The superstructure optimization framework developed so far uses lumped parameter models in optimizing the diafiltration cascade. In the second part of this talk, we apply parameter estimation and design of experiments formalisms to analyze novel dynamic diafiltration. We use timeseries data to characterize membranes by estimating model parameters governing interfacial and transport phenomena across membranes. We argue that analyzing timeseries data from dynamic experiments will allow for faster characterization of membranes and capture non-equilibrium effects characteristic of the process. Moreover, dynamic modeling and parameter estimation will provide first pass insights into realizing model predictive control for diafiltration systems. We formulate a multiobjective parameter estimation problem, to characterize the trade-offs between minimizing errors for three different experimentally measured quantities (permeate concentration, retentate concentration and timeseries filtration cell mass). We perform localized and Monte Carlo analysis to identify the uncertainty in fitted parameters. Finally, we discuss how to optimize sequential experimental campaigns to elucidate transport and thermodynamic mechanisms that govern multicomponent separations via diafiltration.

^^^^^^^^

### Exercise details
Answer these questions about the diafiltration text above:
(a) What kind of models does the superstructure optimization framework use?
(b) Which three experimentally measured quantities does the multiobjective parameter estimation problem involve?
(c) Which analyses are used to identify the uncertainty in fitted parameters?

Point-per-instance localization data

^^^^^^^^

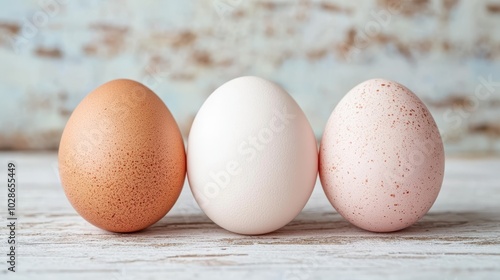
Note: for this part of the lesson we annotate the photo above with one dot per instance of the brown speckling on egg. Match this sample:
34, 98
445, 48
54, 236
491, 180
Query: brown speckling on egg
121, 158
383, 132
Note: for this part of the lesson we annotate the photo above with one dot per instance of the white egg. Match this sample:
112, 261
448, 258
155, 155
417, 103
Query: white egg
252, 157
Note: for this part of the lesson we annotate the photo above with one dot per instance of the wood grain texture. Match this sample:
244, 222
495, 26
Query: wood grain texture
458, 239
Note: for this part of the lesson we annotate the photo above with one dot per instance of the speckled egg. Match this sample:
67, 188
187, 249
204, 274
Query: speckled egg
122, 161
381, 157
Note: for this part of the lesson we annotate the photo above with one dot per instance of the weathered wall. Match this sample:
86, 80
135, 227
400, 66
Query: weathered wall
52, 53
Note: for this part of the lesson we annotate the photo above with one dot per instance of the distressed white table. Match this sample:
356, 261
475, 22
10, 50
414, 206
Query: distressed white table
458, 239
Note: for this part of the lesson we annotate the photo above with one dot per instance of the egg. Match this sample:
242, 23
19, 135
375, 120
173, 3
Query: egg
381, 157
252, 157
121, 158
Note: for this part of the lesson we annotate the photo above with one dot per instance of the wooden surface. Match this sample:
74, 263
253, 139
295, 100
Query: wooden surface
458, 239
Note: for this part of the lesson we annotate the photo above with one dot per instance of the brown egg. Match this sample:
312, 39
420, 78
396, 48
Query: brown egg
121, 159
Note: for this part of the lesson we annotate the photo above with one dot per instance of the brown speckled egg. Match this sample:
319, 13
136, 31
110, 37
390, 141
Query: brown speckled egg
122, 161
381, 157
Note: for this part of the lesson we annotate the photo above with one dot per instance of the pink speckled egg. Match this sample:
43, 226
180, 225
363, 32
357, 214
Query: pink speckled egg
381, 157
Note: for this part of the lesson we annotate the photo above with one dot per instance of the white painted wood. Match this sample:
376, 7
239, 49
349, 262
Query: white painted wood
458, 239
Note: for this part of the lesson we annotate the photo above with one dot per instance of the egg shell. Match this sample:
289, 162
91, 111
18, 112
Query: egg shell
381, 157
121, 158
252, 157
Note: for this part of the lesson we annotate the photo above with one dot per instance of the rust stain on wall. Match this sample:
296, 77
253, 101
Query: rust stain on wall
48, 52
202, 58
489, 129
111, 40
9, 27
493, 8
406, 8
183, 39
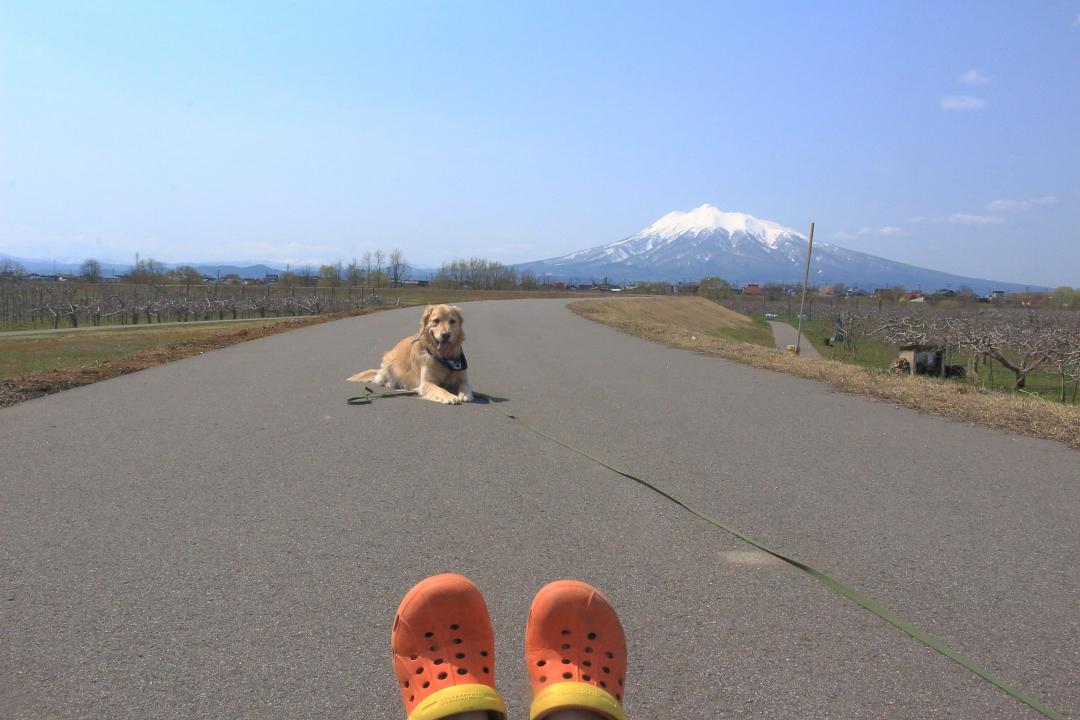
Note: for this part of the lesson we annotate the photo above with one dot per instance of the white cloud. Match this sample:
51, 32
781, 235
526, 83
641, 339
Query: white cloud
958, 218
962, 103
973, 78
1018, 205
968, 218
862, 232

^^^^^^^^

### Task answer
(a) Lumped parameter models.
(b) Permeate concentration, retentate concentration and timeseries filtration cell mass.
(c) Localized and Monte Carlo analysis.